* _QUOTED TEXT_
Cambridgeshire Bird Club

Cambridgeshire Sand Martin Survey  2017

The latest Cambridgeshire Bird Atlas notes that a survey of Sand Martins (Riparia riparia) is overdue. I have recently been co-opted as the club’s research officer and would like to instigate such a study in 2017.
Sand Martins are the smallest of the hirundines to be seen in Cambridgeshire. The flight is often described as “weak” or “fluttering” but even so they migrate thousands of miles and are one of our first summer visitors. The earliest county record comes from the Nene Washes, the 27th February 1994, and the latest is from the Ouse Washes, the 17th November 1968.
Sand Martins nest throughout most of Europe. They can cope with a wide range of climatic conditions, from the north of Norway to the hotter parts of Spain. They winter in Africa with British birds travelling through France and Spain to the Sahel.
The 2015 Cambridgeshire Bird Report notes that Sand Martins are on the “green list” but that they have suffered declines in the past. 184 pairs nested in 2015 at 7 sites. Peak counts recorded 175 individuals on the Cam Washes in spring and 500 at Burwell in late summer. The highest ever count was an estimated 2 million birds at a roost on the Ouse Washes in August 1968.
Birdlife (Birds in Europe 2004) give the status of the species as “depleted” with moderate declines in the late 20th century. They say the situation has stabilised but with very confused local variations. There appear, for instance, to have been recent gains in Ireland but falls in the UK.

* _RAW DATA_
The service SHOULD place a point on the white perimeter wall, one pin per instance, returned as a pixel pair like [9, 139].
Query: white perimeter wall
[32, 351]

* _GOAL_
List each place in the Sand Martin survey text that has a dated record or a count of Sand Martins.

* _CORRECT RESPONSE_
- Nene Washes
- Ouse Washes
- Cam Washes
- Burwell